— START —

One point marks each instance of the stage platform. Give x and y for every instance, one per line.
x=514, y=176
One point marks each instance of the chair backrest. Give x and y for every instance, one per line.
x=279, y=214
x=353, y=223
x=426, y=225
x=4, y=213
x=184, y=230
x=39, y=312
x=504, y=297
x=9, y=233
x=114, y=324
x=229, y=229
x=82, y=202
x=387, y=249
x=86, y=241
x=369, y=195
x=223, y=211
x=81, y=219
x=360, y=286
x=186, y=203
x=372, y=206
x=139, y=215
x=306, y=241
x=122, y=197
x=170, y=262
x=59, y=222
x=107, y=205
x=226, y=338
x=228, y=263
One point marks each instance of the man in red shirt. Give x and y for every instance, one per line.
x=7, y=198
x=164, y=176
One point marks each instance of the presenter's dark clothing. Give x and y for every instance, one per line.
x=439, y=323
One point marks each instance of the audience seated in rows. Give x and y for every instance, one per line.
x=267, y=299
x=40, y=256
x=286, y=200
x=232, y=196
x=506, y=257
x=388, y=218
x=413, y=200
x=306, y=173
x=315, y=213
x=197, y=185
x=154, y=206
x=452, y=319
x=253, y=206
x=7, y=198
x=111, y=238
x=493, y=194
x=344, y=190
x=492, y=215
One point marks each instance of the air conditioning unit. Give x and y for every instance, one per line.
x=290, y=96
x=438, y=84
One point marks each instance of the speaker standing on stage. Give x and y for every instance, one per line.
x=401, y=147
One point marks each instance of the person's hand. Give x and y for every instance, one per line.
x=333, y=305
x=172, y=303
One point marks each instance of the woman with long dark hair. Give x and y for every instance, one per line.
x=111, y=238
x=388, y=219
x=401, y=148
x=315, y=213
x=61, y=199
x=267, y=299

— END —

EXERCISE DIRECTIONS:
Copy out the data again, requests included, from the line containing "One point marks each instance of the man" through the line containing "x=492, y=215", and give nothing else. Scale the x and y coordinates in the answers by 0.4, rounding each to a whole number with halves rounded up.

PROBLEM SOLUTION:
One point marks each instance of the man in red shirt. Give x and y for every instance, one per line.
x=3, y=79
x=66, y=70
One point marks each instance of the presenter's dark clothing. Give x and y for every instance, one per line.
x=176, y=129
One point marks each instance of the audience seated in rows. Give x and y for every instance, one per line.
x=107, y=120
x=16, y=102
x=114, y=80
x=93, y=78
x=202, y=103
x=155, y=87
x=165, y=80
x=122, y=69
x=126, y=85
x=79, y=74
x=62, y=82
x=181, y=128
x=101, y=82
x=3, y=79
x=44, y=95
x=197, y=78
x=138, y=76
x=197, y=86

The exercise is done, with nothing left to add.